Given request 1
Please reproduce the passage on the 1990 Teenage Mutant Ninja Turtles movie in full, word for word.

Reading text

**********

Back in late March, when the first trailer for the new Michael-Bay-produced Teenage Mutant Ninja Turtles movie premiered online, there was a problem. While so many others were excited, I couldn’t get past the idea of CGI-ed out versions of Michaelangelo, Raphael, Donatello, and Leonardo, not to mention a computer-generated Splinter and, yes, a CG Shredder. What can I say, I’m a 1990 Teenage Mutant Ninja Turtles loyalist at heart.

In lieu of advanced digital effects, TMNT ’90 features physically present animatronic suits, which, 24 years later, continues to give the movie an authenticity. Sure, Partners in Kryme's rap theme song now sounds staler than a Tone Loc album, and the film's depiction of David Dinkins-era NYC makes it a time capsule randomly inhabited by Sam Rockwell, but the turtles themselves remain endearingly naturalistic. There’s something timeless about what you can actually touch; no matter how greatly the FX game evolves over time, Jurassic Park’s seemingly primitive T-Rex will always impress in all its imposing presence. On the other hand, try watching the 2002 Scooby Doo movie without harping on how Scoob and Matthew Lillard’s Shaggy never actually make eye contact. Because, you know, Lillard’s trying not to laugh acting alongside a stick with a tennis ball at its top end that’ll later be turned into a cartoon dog.

**********

Data section
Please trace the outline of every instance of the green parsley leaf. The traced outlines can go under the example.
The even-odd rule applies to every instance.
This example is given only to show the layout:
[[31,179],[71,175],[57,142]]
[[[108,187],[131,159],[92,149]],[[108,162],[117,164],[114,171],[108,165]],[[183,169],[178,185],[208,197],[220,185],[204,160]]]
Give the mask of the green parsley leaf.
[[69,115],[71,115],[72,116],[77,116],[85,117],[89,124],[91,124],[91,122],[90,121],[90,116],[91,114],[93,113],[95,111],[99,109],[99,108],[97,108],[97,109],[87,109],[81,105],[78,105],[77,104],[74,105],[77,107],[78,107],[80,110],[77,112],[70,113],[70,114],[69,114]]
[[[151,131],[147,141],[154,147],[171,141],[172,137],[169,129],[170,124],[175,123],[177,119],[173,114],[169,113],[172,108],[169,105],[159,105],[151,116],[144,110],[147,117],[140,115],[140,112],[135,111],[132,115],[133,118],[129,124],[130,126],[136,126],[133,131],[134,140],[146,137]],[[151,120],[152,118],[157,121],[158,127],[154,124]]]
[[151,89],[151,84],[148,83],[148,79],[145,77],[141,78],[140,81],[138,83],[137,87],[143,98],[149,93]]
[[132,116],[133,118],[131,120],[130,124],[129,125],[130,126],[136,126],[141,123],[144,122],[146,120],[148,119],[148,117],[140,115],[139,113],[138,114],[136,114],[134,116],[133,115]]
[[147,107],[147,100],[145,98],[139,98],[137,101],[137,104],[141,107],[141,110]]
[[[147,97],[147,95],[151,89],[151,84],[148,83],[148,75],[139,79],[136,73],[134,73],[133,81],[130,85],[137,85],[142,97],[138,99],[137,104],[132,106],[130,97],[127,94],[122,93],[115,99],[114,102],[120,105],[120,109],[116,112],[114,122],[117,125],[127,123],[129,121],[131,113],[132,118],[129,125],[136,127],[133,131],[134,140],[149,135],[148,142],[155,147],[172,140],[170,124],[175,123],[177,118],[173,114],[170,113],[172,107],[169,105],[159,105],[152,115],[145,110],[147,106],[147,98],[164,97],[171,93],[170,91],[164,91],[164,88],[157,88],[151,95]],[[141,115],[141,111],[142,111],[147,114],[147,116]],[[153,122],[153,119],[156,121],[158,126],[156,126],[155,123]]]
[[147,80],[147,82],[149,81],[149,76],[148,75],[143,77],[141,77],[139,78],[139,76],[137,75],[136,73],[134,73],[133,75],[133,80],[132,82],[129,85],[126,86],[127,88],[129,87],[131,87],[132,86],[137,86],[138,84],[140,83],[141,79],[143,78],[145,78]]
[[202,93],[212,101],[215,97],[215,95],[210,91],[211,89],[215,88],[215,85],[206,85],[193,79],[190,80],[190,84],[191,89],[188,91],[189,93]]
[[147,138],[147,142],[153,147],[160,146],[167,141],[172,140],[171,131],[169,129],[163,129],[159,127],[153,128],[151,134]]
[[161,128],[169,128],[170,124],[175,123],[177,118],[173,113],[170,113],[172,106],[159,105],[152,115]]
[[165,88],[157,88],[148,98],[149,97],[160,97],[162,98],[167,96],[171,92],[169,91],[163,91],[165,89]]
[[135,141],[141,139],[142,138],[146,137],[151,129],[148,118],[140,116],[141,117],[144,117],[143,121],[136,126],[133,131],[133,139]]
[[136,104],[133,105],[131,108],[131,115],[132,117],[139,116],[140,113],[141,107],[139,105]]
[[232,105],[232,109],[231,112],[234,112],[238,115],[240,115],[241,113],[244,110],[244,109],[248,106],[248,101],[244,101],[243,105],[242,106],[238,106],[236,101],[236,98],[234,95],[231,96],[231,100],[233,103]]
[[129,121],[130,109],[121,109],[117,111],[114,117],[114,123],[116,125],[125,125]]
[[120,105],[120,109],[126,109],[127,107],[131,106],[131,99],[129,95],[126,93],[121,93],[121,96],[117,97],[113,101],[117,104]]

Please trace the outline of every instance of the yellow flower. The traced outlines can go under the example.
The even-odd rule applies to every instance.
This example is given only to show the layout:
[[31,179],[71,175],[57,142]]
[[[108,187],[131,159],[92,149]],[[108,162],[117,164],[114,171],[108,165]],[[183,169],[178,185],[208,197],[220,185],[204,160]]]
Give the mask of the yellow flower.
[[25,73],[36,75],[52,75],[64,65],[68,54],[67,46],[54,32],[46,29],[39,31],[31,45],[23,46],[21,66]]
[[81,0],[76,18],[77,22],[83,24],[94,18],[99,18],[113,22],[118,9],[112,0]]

**********

Given request 2
Rewrite the part of the records above that opens with the line containing "Please trace the outline of every instance of the yellow" and runs through the end of the records. Change "yellow flower" to "yellow blossom", keep everything else the same, and return only that part.

Worked solution 1
Back in late March, when the first trailer for the new Michael-Bay-produced Teenage Mutant Ninja Turtles movie premiered online, there was a problem. While so many others were excited, I couldn’t get past the idea of CGI-ed out versions of Michaelangelo, Raphael, Donatello, and Leonardo, not to mention a computer-generated Splinter and, yes, a CG Shredder. What can I say, I’m a 1990 Teenage Mutant Ninja Turtles loyalist at heart.

In lieu of advanced digital effects, TMNT ’90 features physically present animatronic suits, which, 24 years later, continues to give the movie an authenticity. Sure, Partners in Kryme's rap theme song now sounds staler than a Tone Loc album, and the film's depiction of David Dinkins-era NYC makes it a time capsule randomly inhabited by Sam Rockwell, but the turtles themselves remain endearingly naturalistic. There’s something timeless about what you can actually touch; no matter how greatly the FX game evolves over time, Jurassic Park’s seemingly primitive T-Rex will always impress in all its imposing presence. On the other hand, try watching the 2002 Scooby Doo movie without harping on how Scoob and Matthew Lillard’s Shaggy never actually make eye contact. Because, you know, Lillard’s trying not to laugh acting alongside a stick with a tennis ball at its top end that’ll later be turned into a cartoon dog.

Worked solution 2
Please trace the outline of every instance of the yellow blossom. The traced outlines can go under the example.
The even-odd rule applies to every instance.
This example is given only to show the layout:
[[31,179],[71,175],[57,142]]
[[[108,187],[131,159],[92,149]],[[108,162],[117,164],[114,171],[108,165]],[[183,169],[178,185],[208,197],[220,185],[204,160]]]
Give the mask of the yellow blossom.
[[25,73],[36,75],[52,75],[64,65],[68,54],[67,46],[54,32],[46,29],[39,31],[31,45],[23,46],[21,66]]
[[81,0],[76,18],[77,22],[83,24],[94,18],[99,18],[113,22],[118,9],[112,0]]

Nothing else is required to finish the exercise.